▶ _RECORDS PROVIDED_:
------------------------------------------------------------
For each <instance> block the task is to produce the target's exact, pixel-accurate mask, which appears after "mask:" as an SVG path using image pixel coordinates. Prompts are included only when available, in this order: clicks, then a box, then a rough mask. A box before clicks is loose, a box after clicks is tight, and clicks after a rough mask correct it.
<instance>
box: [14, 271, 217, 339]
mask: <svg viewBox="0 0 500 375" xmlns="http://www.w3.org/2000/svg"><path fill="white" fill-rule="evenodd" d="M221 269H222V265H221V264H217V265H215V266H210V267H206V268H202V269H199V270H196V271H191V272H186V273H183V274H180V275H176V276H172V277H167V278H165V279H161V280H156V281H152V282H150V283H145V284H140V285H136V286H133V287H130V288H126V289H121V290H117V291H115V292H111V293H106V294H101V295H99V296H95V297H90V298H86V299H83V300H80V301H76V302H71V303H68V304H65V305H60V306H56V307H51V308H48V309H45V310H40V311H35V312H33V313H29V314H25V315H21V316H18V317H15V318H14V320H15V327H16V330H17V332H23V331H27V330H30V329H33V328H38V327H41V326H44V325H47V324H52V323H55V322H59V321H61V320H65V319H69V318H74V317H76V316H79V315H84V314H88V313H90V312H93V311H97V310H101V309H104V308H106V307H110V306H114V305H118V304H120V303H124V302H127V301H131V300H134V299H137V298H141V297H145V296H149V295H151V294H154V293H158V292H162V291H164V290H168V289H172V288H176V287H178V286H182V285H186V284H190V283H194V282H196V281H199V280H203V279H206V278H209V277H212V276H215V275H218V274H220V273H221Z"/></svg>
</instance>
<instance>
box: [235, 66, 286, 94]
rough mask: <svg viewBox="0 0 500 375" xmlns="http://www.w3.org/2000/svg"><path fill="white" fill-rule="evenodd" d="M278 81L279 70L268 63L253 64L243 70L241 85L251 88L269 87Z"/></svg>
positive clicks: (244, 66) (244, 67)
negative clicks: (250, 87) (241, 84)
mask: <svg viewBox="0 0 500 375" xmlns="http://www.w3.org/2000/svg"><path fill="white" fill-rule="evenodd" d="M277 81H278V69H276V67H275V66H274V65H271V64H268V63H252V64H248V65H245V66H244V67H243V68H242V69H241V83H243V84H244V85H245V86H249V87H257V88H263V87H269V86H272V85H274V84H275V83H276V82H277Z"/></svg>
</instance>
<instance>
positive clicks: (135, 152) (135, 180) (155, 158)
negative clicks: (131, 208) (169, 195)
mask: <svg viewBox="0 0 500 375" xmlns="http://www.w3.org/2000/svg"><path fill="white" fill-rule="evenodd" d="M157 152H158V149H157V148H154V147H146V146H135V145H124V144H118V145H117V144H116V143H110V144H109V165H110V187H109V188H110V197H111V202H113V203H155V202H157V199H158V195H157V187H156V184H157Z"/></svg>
------------------------------------------------------------
Would you retype all of the lines shown above, exactly as given?

▶ _RESPONSE BELOW_:
For each <instance> block the task is to produce the target's exact, pixel-accurate mask, which appears after "mask:" as an SVG path using image pixel coordinates. Prompts are included only when available, in this order: clicks, then a box, then a rough mask. A box before clicks is loose, a box after clicks is tight, and clicks after a rough mask correct it.
<instance>
box: [14, 271, 217, 339]
mask: <svg viewBox="0 0 500 375" xmlns="http://www.w3.org/2000/svg"><path fill="white" fill-rule="evenodd" d="M221 269H222V265H221V264H217V265H215V266H210V267H206V268H202V269H199V270H196V271H191V272H186V273H183V274H180V275H176V276H172V277H167V278H165V279H161V280H156V281H152V282H150V283H145V284H140V285H136V286H133V287H130V288H126V289H121V290H117V291H115V292H111V293H106V294H101V295H99V296H95V297H90V298H86V299H83V300H80V301H76V302H71V303H68V304H65V305H60V306H56V307H51V308H48V309H45V310H40V311H35V312H33V313H29V314H25V315H21V316H18V317H15V318H14V320H15V327H16V330H17V332H23V331H27V330H30V329H33V328H38V327H41V326H44V325H47V324H52V323H55V322H59V321H61V320H65V319H69V318H74V317H76V316H79V315H84V314H88V313H90V312H93V311H97V310H101V309H104V308H106V307H110V306H114V305H118V304H120V303H124V302H127V301H131V300H134V299H137V298H141V297H145V296H149V295H151V294H154V293H158V292H162V291H164V290H168V289H172V288H176V287H178V286H182V285H186V284H190V283H194V282H196V281H199V280H203V279H206V278H209V277H212V276H215V275H218V274H220V273H221Z"/></svg>
</instance>
<instance>
box: [235, 66, 286, 94]
rough mask: <svg viewBox="0 0 500 375" xmlns="http://www.w3.org/2000/svg"><path fill="white" fill-rule="evenodd" d="M278 81L279 70L268 63L253 64L243 70L241 85L251 88L269 87Z"/></svg>
positive clicks: (244, 66) (244, 67)
negative clicks: (250, 87) (241, 84)
mask: <svg viewBox="0 0 500 375" xmlns="http://www.w3.org/2000/svg"><path fill="white" fill-rule="evenodd" d="M277 81H278V69H276V67H275V66H274V65H271V64H268V63H252V64H248V65H245V66H244V67H243V68H242V69H241V83H243V84H244V85H245V86H249V87H257V88H263V87H269V86H272V85H274V84H275V83H276V82H277Z"/></svg>
</instance>
<instance>
positive clicks: (135, 152) (135, 180) (155, 158)
negative clicks: (131, 208) (169, 195)
mask: <svg viewBox="0 0 500 375" xmlns="http://www.w3.org/2000/svg"><path fill="white" fill-rule="evenodd" d="M157 152H158V149H157V148H154V147H146V146H135V145H124V144H118V145H117V144H116V143H110V144H109V165H110V187H109V188H110V197H111V202H113V203H155V202H157V199H158V195H157V187H156V184H157Z"/></svg>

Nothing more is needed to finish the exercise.